• Document segment:
Well, we finally did it: Jim and I took off for that road trip/vacation we've been mentioning to each other for awhile. Wow! If I'd known just what a wonderful 11 days we were going to experience, I would have nagged Jim more often about it over the years.
First of all, the weather graciously blessed us every single day. Moderate temps, cool breezes (okay, sometimes they’d lift your hair straight up), and no downpours obliterating the highway. Just lazy cotton-ball clouds moving slowly across an incredibly blue canopy stretched over us as far as we could see. And speaking of those endless horizons, I had been afraid that Kansas would be boring from the comments of others. Not! Some of the most beautiful skies we enjoyed during our trip were in this state. It's a wonder we didn't wreck, craning our necks so as not to miss one single bit of it. Things at ground level were just as eye-easy: circular fields (hadn’t seen round ones before), some planted in sun-hued wheat, others in green milo (or barley?) with trees in semi-circles around the plantings, seeming to stand guard. Here and there cattle dotted meadows and ponds played with the wind. We couldn’t believe the highway was so vacant; we had it all to ourselves much of the time, producing the narcissistic feeling that this beauty was solely ours!

• Aim of the task:
Continue the road-trip account about the drive through Kansas, starting after its last sentence.

• Given data:
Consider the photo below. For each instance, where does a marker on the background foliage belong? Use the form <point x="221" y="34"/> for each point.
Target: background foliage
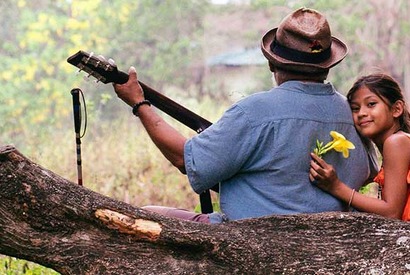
--
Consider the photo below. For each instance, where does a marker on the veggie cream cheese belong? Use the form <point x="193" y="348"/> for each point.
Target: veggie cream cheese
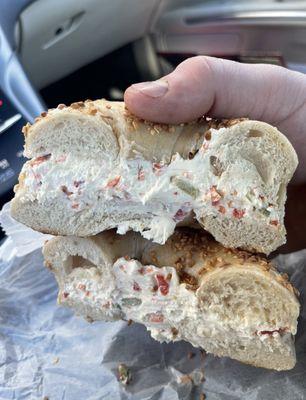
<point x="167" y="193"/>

• Task result:
And then it began. Mountains rising majestically high, silently being, reminded us of the newness of everything else, including ourselves. Why do mountains look wise? Maybe they don’t to anyone else – just to me, with the fanciful imagination. The incredible mounds took center stage at first sight and did not relinquish that position for the next several days. They ringed us ever so long, seeming to move farther away as we drove. Would we never get to them?! Finally, the black, gray, and brown rocky crags and peaks leaned down upon us, taking our breath with their hugeness. We felt diminished, awe-struck, breathless, and humbled before their Maker. In fact that feeling was so strong at one point during our trip that I wrote this in my travel journal:
The mountains … look like old men's faces, leathery and brown, leaning over to gaze at us as we pass by. Do they wonder who we are? Do they wonder if we know the One who made them? Yes, majestic ones, we do.
This article would never end if I told about everything, so here are some snippets and fragments of our journey west: ghostly white, other-worldly windmills clustered together on Kansas prairies – seemingly so out of place; the older lady cashier in financially–depressed Limon, CO, who told us a Readers Digest version of her and her husband’s struggle to raise eight children; the Easter-egg-colored little houses in Idaho Spring, CO, each short street layered higher than the one below, as if on bleachers because of the mountainous terrain. Hair standing on end as the GPS stupidly routed us up a steep, twisty, one-lane logging road –Jim’s hair didn’t recover for the rest of the day.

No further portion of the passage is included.